## Excerpt to read
I’ve developed a lovely relationship with my mother who has told me so many things about herself and about me that I just never imagined I’d ever hear. She comes to visit me now regularly once a week and we sit and have lovely tea out of a china tea pot and our best china mugs and we bake some scones together (oh  yes I have scones, one a week with home made jam and clotted cream). So very English of us. We sit and crochet together with some old music playing. We’re making a blanket for my daughter, she wanted a rainbow blanket and we have been working on getting it finished. She’s taught me some fab tips and I’m becoming quite the domesticated lady. We have races to see who can finish that day’s squares the fastest and we talk, She talks to me like she’s never been able to talk to anyone in her life and I feel bad that she’s had over 80 years of never having had a female family member or friend who she could open up to but i’m glad that she has me now, before it was too late. We’re not too dissimilar me and my mother and if you’d said that to me a year ago I’d have been sick, but now I’m happy to be like her and I’m also happy that I am different to her in so many ways. I’m happy that I know she loves my daughter too and I am touched by the simple little heart felt gestures she was making to try to make amends with her. The blanket was a great idea to make her feel that finally she was doing something special and precious because she knows she will have it for always and ever. We’re both happy that I broke the mother/daughter incapacity to show love family trait, I’m glad I am different to her in that way.

## Data records
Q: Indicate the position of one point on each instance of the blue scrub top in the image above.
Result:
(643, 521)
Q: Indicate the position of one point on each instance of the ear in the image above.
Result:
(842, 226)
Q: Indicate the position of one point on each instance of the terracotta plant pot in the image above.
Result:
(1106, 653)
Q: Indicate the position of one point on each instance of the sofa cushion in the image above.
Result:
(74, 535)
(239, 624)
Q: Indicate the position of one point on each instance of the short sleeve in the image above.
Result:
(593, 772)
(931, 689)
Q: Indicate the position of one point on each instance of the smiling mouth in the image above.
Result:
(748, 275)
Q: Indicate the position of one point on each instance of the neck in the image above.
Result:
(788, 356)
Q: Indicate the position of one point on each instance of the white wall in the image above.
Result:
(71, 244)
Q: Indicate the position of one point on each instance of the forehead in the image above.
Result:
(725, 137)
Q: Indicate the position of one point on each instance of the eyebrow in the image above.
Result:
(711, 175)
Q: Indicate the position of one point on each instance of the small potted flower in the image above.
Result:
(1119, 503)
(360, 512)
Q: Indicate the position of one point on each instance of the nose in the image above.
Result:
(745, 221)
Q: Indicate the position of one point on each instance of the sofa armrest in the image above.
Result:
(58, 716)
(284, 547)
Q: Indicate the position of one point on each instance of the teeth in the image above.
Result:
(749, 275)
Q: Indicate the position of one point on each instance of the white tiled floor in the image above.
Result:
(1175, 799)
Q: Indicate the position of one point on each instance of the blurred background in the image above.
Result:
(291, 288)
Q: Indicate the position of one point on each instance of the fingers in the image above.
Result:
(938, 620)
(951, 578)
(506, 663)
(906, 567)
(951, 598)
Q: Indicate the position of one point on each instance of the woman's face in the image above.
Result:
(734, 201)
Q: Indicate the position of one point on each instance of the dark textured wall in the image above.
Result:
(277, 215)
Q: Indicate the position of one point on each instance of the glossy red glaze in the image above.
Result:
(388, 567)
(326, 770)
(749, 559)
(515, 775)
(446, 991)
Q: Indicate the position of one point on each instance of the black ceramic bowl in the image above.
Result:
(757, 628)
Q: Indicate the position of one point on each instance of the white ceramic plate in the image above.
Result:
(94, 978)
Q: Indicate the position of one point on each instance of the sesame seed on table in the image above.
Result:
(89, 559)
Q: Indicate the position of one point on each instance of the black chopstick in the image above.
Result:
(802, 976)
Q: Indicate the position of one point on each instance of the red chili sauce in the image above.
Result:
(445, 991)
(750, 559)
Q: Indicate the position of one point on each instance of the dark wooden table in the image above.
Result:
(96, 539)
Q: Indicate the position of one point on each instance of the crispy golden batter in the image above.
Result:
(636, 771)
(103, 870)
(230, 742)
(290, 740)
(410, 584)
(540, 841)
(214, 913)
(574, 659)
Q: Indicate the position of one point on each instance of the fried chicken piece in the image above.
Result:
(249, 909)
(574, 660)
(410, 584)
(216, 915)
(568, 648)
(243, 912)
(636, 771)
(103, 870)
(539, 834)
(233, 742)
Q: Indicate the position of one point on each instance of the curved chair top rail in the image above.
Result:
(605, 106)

## What to do
In the excerpt about crocheting with a mother, what kind of blanket did the daughter want?

## Exercise answer
A rainbow blanket.